[Records supplied]:
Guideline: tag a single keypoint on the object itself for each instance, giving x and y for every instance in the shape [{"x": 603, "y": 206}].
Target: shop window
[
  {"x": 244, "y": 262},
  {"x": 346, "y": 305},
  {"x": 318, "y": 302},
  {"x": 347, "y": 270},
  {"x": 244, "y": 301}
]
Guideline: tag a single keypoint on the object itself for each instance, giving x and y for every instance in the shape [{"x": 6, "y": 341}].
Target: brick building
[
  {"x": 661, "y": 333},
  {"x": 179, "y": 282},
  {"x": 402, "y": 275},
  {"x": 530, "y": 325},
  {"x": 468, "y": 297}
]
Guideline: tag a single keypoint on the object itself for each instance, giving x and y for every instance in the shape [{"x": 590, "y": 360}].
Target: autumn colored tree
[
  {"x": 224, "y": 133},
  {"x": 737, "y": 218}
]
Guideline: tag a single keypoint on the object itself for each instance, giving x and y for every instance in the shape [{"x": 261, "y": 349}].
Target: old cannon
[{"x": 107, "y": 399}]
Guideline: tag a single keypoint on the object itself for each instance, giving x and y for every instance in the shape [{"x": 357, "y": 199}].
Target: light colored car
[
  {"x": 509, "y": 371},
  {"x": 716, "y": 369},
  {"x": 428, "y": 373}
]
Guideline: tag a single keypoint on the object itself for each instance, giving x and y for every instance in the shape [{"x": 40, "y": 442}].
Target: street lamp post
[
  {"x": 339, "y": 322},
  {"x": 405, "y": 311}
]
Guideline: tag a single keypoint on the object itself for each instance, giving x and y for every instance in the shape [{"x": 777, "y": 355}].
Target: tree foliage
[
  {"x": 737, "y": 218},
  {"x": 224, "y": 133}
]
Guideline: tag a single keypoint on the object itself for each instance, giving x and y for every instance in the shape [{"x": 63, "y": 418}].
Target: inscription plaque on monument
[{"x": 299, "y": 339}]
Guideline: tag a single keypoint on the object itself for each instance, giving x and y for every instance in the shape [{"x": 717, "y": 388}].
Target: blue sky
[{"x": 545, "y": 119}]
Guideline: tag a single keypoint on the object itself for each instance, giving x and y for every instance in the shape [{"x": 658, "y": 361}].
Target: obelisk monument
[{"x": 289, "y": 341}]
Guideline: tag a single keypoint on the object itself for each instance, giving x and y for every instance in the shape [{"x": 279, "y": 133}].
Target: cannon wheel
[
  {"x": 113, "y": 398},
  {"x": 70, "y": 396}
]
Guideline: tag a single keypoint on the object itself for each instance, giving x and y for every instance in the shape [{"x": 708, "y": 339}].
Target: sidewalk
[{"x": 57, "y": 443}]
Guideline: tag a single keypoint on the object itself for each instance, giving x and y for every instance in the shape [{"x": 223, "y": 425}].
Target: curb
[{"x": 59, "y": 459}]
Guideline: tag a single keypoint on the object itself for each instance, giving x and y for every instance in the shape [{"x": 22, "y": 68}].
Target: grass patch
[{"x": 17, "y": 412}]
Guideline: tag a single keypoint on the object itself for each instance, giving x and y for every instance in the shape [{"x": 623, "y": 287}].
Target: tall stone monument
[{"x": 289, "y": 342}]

[Stated problem]:
Take the entries and copy them out exactly.

[Finished task]:
Guideline: tag a single keypoint on the object itself for each instance, giving x and y for every instance in the shape [{"x": 603, "y": 206}].
Target: shop window
[
  {"x": 244, "y": 262},
  {"x": 346, "y": 305},
  {"x": 318, "y": 302},
  {"x": 347, "y": 270},
  {"x": 244, "y": 301}
]
Guideline: tag a single keypoint on the object itself for each instance, giving x and y for every instance in the shape [{"x": 6, "y": 341}].
Target: brick building
[
  {"x": 661, "y": 333},
  {"x": 179, "y": 282},
  {"x": 402, "y": 275},
  {"x": 530, "y": 325},
  {"x": 468, "y": 297}
]
Guideline: tag a single keypoint on the object itself for each instance, giving x and y for every instance in the shape [{"x": 590, "y": 360}].
Target: autumn colored tree
[
  {"x": 224, "y": 133},
  {"x": 737, "y": 218}
]
Guideline: tag a single keypoint on the object itself for each instance, giving x and y for every instance in the shape [{"x": 261, "y": 349}].
Target: old cannon
[{"x": 107, "y": 399}]
Guideline: tag a single keypoint on the object itself for each instance, giving x and y for every instance in the shape [{"x": 357, "y": 199}].
Target: light colored car
[
  {"x": 509, "y": 371},
  {"x": 716, "y": 369},
  {"x": 428, "y": 373}
]
Guideline: tag a single keypoint on the object itself for each instance, giving x and y for every instance in the shape [{"x": 40, "y": 442}].
Target: street lamp post
[
  {"x": 339, "y": 322},
  {"x": 405, "y": 311}
]
Guideline: tag a single keypoint on the object itself for each instance, giving x and y for every instance in the shape [{"x": 777, "y": 355}].
Target: tree foliage
[
  {"x": 737, "y": 218},
  {"x": 224, "y": 133}
]
Guideline: tag a single keypoint on the object itself for each instance, giving x and y for every instance in the shape [{"x": 63, "y": 418}].
Target: inscription plaque on monument
[{"x": 299, "y": 339}]
Guideline: tag a single keypoint on the object itself for each instance, giving x and y for every instance in the shape [{"x": 717, "y": 388}].
Target: blue sky
[{"x": 545, "y": 119}]
Guideline: tag a single keypoint on the object itself for each instance, giving x and y for every instance in the shape [{"x": 658, "y": 361}].
Target: obelisk monument
[{"x": 289, "y": 341}]
Guideline: tag a single keypoint on the object itself for each instance, giving x and y for every instance in the shape [{"x": 279, "y": 133}].
Target: cannon wheel
[
  {"x": 113, "y": 398},
  {"x": 70, "y": 396}
]
Guideline: tag a single keypoint on the object itself for each instance, giving x and y for every instance in the shape [{"x": 708, "y": 339}].
Target: sidewalk
[{"x": 57, "y": 443}]
Guideline: tag a single keypoint on the object itself for each instance, giving x and y for every instance in the shape [{"x": 223, "y": 425}].
Target: curb
[{"x": 59, "y": 459}]
Guideline: tag a single keypoint on the object itself for each instance, giving x and y for every instance in the shape [{"x": 22, "y": 68}].
Target: grass patch
[{"x": 17, "y": 412}]
Guideline: tag a single keypoint on the object itself for each instance, giving x and y for every instance in the shape [{"x": 623, "y": 287}].
Target: tall stone monument
[{"x": 289, "y": 342}]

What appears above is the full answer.